Usando a informação
(a) Indique todas as pessoas mencionadas pelo nome no texto sobre o Congresso Ibérico Agropecuário.
(b) Diga se cada afirmação concorda com o texto sobre o Congresso Ibérico Agropecuário, respondendo sim ou não e citando as palavras do texto que o decidem. (i) O congresso decorreu em Cáceres, na Extremadura espanhola. (ii) O relatório final foi entregue a Ursula von der Leyen em outubro. (iii) O presidente da CAP já foi embaixador de Portugal em Madrid.
(c) Continue o texto sobre o Congresso Ibérico Agropecuário a partir do ponto em que termina.

Ursula von der Leyen foi reeleita presidente da Comissão Europeia pelos membros do Parlamento Europeu (719 deputados) e vai liderar a Comissão por um novo mandato de cinco anos (2024-2029). Christophe Hansen (nascido a 21 de fevereiro de 1982, no Luxemburgo) será o novo comissário para a Agricultura e Alimentação.

Pecuária
Mais de três centenas de agricultores portugueses e espanhóis juntaram-se esta semana (18 e 19 de setembro) em Cáceres, cidade património mundial pela UNESCO localizada na Extremadura espanhola, para o IV Congresso Ibérico Agropecuário.

Na sessão de encerramento do Congresso Ibérico Agropecuário, o presidente da CAP mostrou-se confiante no trabalho que se vai seguir à apresentação do relatório final com as conclusões do Diálogo Estratégico sobre o Futuro da Agricultura.

Trata-se de um documento entregue neste mês de setembro a Ursula von der Leyen pelo responsável pelo grupo de trabalho criado para o efeito, Peter Strohschneider, e que é dirigido à Comissão Europeia, ao Parlamento Europeu, aos Estados-membros e a todas as partes interessadas no mundo agrícola.

São “alguns primeiros sinais positivos no que diz respeito à defesa dos agricultores, quando comparados com o trabalho realizado nos últimos anos”, disse Álvaro Mendonça e Moura.

“Unidas, com posições concertadas e objetivos comuns, a CAP e a ASAJA devem dizer aos seus governos que trabalhem juntos pelo futuro da agricultura”, prosseguiu o presidente da CAP, que já foi embaixador de Portugal em Madrid.

ASAJA (Espanha) em sintonia com a CAP (Portugal)

E o presidente da ASAJA está em sintonia com o presidente da CAP. “Desafios comuns necessitam de soluções conjuntas”, disse Pedro Barato Triguero, lembrando que este congresso, “alicerçado na união da CAP com a ASAJA, decorreu perante uma recém-formada legislatura europeia, o que apresenta uma grande oportunidade de mudança pela qual temos de trabalhar, defendendo sempre os interesses da Península Ibérica, mas, também, do Sul da Europa”.

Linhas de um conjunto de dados
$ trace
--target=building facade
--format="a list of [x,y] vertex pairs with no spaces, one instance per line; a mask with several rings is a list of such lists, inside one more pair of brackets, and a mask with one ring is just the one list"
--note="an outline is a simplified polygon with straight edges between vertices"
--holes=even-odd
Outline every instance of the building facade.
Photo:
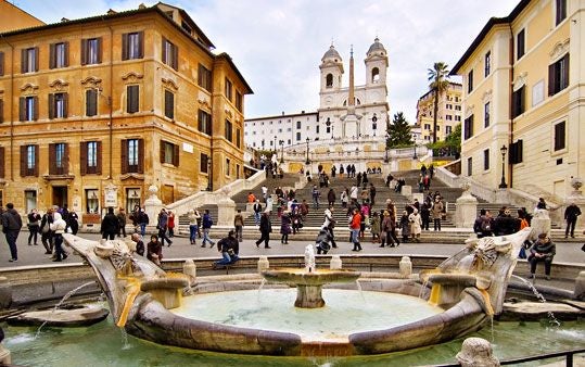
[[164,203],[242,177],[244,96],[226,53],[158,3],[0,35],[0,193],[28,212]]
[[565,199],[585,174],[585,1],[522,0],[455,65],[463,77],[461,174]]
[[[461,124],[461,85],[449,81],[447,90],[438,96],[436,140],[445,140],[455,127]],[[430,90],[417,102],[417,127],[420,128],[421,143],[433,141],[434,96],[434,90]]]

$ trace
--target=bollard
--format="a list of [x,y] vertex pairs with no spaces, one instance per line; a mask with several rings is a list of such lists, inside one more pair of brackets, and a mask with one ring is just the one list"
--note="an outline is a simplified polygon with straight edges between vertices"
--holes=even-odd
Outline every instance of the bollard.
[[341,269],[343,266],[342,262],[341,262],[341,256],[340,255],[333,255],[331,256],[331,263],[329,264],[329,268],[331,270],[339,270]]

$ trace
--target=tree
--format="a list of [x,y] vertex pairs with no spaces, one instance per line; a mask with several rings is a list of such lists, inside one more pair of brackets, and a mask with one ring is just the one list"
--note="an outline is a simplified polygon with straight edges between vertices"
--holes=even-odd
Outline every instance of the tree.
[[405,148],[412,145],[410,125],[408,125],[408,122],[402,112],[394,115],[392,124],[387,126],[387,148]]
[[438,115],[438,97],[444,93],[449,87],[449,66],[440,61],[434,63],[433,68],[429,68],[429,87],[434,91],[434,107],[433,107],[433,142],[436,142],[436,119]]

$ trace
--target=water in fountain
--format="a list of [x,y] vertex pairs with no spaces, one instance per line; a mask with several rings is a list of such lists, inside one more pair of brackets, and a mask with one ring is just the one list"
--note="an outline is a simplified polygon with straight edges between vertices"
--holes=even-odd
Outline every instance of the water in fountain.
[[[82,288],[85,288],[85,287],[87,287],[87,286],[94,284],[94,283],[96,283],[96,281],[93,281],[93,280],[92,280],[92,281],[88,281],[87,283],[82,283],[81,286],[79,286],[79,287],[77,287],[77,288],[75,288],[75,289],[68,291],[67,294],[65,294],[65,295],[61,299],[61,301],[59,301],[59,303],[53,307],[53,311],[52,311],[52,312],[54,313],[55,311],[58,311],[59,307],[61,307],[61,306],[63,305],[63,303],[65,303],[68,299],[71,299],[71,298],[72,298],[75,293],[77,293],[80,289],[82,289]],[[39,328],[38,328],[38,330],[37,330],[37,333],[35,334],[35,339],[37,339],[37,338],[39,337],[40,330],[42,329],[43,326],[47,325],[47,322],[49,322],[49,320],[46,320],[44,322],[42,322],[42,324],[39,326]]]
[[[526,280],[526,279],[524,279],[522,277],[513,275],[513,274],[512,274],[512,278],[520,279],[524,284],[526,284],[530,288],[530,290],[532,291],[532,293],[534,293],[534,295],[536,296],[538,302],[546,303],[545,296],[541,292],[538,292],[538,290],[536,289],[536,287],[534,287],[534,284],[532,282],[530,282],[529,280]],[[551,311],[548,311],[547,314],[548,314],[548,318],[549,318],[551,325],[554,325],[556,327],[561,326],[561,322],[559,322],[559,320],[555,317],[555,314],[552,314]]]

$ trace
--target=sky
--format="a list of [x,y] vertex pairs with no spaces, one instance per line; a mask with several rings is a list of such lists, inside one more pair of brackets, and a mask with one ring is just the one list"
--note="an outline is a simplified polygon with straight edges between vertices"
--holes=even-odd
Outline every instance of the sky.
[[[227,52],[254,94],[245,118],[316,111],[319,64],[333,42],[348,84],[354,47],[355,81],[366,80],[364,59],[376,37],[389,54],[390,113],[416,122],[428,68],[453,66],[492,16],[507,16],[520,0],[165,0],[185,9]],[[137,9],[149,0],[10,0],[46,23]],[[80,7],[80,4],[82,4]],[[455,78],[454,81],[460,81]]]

Resultados por tarefa
(a) Ursula von der Leyen, Christophe Hansen, Peter Strohschneider, Álvaro Mendonça e Moura, Pedro Barato Triguero

(b)
(i) Sim: "em Cáceres, cidade património mundial pela UNESCO localizada na Extremadura espanhola".
(ii) Não: "entregue neste mês de setembro a Ursula von der Leyen".
(iii) Sim: "que já foi embaixador de Portugal em Madrid".

(c)
As duas confederações estão igualmente sintonizadas na “urgência em garantir preços justos e melhores condições de investimento em toda a cadeia de valor, em promover o desenvolvimento e inovação no setor e em formar os agricultores para a agricultura do futuro, que se prevê cada vez mais tecnológica”, referiu a CAP em comunicado divulgado no final do congresso.

Créditos de Carbono e agricultura regenerativa

A necessidade de gerir e armazenar de forma mais eficiente a água, as potencialidades da agricultura regenerativa e a oportunidade dos créditos de carbono para a atingir a neutralidade das emissões de dióxido de carbono até 2050 na União Europeia também estiveram em destaque no IV Congresso Ibérico Agropecuário. CAP e ASAJA concordam com o princípio “poluidor-pagador”, mas deixam um aviso: “o despoluidor deve ser recompensado". E defendem "o papel preponderante da agricultura enquanto agente de mitigação das alterações climáticas”.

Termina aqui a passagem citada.